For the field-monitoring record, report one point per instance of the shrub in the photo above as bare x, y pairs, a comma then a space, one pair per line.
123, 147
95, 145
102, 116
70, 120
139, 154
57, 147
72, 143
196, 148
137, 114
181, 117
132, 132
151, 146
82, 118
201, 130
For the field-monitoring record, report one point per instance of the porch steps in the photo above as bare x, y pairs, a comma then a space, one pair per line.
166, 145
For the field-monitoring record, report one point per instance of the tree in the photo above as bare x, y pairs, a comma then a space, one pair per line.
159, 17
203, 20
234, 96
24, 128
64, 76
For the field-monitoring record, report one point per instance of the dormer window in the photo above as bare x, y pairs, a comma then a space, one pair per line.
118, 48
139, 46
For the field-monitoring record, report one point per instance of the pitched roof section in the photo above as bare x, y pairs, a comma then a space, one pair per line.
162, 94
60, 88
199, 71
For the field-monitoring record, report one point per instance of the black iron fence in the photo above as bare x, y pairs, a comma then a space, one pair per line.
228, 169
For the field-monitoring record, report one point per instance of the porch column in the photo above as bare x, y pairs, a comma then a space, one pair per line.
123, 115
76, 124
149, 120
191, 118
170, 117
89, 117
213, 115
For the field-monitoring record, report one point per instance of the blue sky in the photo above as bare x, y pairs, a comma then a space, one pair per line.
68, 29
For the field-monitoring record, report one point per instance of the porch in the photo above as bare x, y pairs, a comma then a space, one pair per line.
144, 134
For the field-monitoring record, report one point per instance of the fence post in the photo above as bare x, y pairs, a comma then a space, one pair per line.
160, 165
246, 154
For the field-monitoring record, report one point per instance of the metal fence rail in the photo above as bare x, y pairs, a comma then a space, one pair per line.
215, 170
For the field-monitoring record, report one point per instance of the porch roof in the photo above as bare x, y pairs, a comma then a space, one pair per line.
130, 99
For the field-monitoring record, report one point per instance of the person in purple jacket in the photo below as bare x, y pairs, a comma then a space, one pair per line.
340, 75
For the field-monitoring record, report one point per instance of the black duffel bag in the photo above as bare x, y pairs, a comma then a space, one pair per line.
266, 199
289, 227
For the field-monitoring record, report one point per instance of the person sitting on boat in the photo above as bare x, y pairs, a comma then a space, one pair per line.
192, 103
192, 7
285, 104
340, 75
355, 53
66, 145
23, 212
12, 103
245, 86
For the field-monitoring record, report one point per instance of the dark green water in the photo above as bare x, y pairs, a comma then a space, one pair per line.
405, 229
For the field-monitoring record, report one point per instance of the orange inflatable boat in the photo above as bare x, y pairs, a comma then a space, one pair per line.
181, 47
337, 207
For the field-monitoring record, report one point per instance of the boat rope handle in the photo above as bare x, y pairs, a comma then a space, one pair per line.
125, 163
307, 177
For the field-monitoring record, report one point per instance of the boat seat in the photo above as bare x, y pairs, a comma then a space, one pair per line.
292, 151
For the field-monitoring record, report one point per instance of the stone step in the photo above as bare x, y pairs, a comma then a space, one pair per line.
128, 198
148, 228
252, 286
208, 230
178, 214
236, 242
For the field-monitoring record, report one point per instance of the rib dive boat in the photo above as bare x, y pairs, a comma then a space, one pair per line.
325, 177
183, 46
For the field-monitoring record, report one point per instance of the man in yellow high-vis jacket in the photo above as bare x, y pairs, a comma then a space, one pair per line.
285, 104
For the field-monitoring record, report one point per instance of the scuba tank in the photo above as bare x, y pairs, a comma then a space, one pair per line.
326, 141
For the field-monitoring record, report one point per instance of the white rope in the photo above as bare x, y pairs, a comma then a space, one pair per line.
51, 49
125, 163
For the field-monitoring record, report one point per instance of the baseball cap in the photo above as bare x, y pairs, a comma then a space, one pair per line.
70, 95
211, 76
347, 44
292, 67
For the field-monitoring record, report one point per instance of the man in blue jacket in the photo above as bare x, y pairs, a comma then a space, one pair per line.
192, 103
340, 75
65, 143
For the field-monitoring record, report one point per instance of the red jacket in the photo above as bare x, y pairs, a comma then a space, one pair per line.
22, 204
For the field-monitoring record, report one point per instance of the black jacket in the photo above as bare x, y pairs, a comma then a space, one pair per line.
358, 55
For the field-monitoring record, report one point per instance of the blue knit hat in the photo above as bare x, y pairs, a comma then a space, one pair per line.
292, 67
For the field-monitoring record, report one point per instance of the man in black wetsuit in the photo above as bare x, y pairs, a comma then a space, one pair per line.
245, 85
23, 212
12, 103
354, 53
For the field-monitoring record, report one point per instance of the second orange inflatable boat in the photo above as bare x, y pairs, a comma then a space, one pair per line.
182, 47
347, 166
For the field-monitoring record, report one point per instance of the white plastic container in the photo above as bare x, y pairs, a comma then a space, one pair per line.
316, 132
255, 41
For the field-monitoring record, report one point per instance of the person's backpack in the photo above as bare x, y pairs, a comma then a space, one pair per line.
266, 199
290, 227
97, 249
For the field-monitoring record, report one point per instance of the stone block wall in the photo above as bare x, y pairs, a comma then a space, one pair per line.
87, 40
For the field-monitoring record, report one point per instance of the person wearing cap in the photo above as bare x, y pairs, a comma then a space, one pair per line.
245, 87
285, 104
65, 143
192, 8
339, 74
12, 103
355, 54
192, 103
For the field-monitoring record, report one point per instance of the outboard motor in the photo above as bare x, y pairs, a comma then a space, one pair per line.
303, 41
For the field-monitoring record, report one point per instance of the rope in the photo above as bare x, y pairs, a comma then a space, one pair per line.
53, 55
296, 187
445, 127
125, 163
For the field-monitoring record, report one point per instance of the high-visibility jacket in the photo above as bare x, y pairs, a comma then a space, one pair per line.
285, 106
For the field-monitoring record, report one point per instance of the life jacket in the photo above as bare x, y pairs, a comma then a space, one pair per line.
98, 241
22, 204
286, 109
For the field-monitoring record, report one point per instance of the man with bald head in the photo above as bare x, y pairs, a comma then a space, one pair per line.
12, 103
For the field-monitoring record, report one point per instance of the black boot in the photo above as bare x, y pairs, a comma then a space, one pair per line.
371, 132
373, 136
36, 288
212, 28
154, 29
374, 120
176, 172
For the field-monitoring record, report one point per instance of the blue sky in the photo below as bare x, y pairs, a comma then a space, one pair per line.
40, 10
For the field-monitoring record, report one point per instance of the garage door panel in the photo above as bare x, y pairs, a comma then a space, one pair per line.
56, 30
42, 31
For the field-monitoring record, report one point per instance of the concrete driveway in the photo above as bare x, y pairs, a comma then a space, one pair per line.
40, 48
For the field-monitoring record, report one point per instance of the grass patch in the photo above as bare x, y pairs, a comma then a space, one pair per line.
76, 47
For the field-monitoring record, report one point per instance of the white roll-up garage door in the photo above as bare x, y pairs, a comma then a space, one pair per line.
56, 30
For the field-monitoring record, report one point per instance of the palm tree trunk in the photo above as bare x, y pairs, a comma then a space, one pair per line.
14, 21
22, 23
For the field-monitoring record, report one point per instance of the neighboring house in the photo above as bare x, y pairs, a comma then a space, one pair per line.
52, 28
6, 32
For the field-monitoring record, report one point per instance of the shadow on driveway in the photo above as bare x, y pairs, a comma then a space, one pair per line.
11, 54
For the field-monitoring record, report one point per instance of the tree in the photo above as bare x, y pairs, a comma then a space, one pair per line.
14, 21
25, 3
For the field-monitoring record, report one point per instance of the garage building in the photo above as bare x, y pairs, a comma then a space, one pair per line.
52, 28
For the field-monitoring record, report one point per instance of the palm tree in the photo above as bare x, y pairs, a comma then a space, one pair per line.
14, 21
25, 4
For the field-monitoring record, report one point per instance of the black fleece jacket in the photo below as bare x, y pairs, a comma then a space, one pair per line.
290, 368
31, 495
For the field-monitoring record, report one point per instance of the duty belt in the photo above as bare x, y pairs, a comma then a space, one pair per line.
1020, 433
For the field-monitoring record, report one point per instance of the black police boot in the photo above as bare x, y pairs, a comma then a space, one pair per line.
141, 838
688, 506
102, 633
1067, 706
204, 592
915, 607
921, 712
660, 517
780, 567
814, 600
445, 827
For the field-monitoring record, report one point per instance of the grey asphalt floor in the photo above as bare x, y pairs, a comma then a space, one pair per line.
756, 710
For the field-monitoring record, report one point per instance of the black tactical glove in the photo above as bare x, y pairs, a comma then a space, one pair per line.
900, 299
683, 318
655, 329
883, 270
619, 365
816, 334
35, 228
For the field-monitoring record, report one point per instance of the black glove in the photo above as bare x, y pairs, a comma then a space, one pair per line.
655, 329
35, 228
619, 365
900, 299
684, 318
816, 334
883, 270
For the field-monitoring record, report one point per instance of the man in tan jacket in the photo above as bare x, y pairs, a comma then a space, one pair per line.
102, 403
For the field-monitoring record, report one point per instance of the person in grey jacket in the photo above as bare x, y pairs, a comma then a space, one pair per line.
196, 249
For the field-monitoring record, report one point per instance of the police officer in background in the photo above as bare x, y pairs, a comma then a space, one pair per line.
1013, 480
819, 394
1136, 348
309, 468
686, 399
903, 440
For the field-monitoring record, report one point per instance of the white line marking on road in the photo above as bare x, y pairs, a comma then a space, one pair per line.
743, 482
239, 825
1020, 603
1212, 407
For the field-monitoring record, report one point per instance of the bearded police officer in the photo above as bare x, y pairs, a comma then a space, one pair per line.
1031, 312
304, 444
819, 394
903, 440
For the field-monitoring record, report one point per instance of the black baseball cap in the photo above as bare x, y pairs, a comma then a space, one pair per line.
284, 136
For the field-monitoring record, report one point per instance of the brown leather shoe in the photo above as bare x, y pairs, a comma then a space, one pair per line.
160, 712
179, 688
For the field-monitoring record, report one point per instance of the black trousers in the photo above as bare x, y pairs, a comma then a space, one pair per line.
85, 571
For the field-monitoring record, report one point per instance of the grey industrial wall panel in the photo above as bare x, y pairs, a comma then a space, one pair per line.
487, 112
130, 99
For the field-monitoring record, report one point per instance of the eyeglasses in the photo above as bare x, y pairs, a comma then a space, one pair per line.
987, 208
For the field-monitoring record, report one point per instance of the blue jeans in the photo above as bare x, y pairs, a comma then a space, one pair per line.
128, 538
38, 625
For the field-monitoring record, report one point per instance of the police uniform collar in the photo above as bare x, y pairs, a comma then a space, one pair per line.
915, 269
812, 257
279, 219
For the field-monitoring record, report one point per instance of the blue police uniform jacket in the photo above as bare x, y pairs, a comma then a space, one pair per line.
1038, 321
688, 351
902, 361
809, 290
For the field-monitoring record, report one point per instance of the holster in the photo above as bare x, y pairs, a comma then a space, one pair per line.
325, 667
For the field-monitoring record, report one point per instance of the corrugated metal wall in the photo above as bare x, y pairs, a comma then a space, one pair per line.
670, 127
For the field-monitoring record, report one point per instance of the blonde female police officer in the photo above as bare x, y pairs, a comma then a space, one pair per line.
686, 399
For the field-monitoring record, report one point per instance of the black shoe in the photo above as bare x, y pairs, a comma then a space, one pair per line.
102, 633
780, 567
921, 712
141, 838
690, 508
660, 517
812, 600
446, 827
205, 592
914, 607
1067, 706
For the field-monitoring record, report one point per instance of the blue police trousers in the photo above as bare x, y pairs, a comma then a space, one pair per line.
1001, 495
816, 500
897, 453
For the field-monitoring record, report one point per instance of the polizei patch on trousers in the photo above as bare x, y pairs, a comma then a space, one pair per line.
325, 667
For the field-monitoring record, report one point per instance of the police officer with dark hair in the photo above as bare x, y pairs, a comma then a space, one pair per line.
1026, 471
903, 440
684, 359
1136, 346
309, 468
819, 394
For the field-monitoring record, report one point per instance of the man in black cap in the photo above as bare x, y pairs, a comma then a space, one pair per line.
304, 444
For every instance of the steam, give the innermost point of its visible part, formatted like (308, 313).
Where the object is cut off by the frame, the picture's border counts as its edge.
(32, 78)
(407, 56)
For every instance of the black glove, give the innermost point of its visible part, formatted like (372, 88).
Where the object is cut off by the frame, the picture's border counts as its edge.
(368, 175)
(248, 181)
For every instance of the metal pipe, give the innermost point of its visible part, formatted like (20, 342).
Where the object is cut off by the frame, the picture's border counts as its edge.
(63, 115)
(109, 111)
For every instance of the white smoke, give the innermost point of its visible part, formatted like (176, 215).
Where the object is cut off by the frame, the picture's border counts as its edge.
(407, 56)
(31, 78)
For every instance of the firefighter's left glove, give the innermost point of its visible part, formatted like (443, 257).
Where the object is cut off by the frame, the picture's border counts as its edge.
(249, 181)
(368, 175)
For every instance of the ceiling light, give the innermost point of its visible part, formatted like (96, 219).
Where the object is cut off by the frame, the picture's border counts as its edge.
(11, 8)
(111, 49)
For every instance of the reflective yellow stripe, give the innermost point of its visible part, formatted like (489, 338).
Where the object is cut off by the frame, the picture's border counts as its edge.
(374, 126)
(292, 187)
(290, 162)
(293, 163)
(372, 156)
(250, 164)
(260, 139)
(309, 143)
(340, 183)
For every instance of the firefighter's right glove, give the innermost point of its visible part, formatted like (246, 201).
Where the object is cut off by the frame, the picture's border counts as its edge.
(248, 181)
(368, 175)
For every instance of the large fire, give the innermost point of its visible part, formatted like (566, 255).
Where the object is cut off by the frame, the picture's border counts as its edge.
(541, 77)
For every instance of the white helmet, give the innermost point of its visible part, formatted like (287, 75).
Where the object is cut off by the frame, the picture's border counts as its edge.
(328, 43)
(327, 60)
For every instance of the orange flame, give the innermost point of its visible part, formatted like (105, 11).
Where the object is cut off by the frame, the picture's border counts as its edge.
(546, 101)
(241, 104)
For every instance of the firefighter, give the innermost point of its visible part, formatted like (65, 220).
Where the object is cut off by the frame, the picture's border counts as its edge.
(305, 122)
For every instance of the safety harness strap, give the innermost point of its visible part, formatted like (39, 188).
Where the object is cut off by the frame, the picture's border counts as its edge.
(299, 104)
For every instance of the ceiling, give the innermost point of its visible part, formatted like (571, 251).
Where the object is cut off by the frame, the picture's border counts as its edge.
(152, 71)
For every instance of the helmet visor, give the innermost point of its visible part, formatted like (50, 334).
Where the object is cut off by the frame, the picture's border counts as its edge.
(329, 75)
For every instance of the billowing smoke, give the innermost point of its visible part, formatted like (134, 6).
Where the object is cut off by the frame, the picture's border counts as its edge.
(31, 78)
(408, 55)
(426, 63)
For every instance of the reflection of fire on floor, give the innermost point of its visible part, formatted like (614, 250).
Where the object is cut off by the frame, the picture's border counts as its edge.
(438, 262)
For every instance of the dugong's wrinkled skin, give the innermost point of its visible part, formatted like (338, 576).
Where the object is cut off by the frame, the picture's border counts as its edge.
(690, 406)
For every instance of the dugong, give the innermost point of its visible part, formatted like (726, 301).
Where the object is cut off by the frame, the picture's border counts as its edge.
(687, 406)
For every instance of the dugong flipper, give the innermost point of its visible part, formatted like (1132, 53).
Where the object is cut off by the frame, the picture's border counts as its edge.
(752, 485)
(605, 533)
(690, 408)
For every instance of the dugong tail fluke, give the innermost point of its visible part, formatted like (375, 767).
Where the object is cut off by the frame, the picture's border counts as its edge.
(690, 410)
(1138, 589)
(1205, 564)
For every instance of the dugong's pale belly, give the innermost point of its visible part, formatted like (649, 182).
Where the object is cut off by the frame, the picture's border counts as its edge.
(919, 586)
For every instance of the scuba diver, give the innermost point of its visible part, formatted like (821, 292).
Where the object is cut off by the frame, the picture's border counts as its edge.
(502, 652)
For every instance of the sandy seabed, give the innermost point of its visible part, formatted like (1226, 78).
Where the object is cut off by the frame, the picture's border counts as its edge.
□ □ □ □
Retype exactly the lines of the data above that fall between the line with "in black cap" and the line with "For every instance of the firefighter's right", inclusive, and add nothing.

> SOLUTION BELOW
For the field-monitoring record, report one point per instance of the man in black cap in the photo above as bare x, y pairs, a comma then a space, one pair per line.
304, 444
For every instance of the steam, give the innermost point of its visible part, formatted like (308, 313).
Where the object is cut off by the frame, the picture's border counts as its edge.
(32, 78)
(407, 56)
For every instance of the black glove, give the innermost point of its visible part, formatted like (372, 88).
Where the object is cut off by the frame, the picture's border counts as its edge.
(368, 175)
(248, 181)
For every instance of the metal pipe, give the innermost point of its visible part, formatted like (20, 342).
Where the object is cut off by the frame, the picture's border counts as its edge.
(63, 115)
(109, 111)
For every instance of the white smoke, give the innermost point of its visible part, formatted like (176, 215).
Where the object is cut off by the frame, the picture's border counts as its edge.
(407, 56)
(31, 78)
For every instance of the firefighter's left glove, give the innermost point of its visible part, formatted like (443, 257).
Where the object is cut off by the frame, the picture's border counts as its edge.
(249, 181)
(368, 175)
For every instance of the ceiling light, give the innermost point of its visible part, formatted like (96, 219).
Where the object is cut off by the frame, the picture's border counts as its edge.
(11, 8)
(111, 49)
For every instance of the reflective yellow stripe, give the innermost point of its visible part, formatted like (489, 338).
Where the object is cut off by the frame, the picture's border counts as its edge.
(374, 126)
(292, 187)
(290, 162)
(293, 163)
(372, 156)
(250, 164)
(260, 139)
(309, 143)
(340, 183)
For every instance of the firefighter's right glove, give the innermost point of its visible part, formatted like (246, 201).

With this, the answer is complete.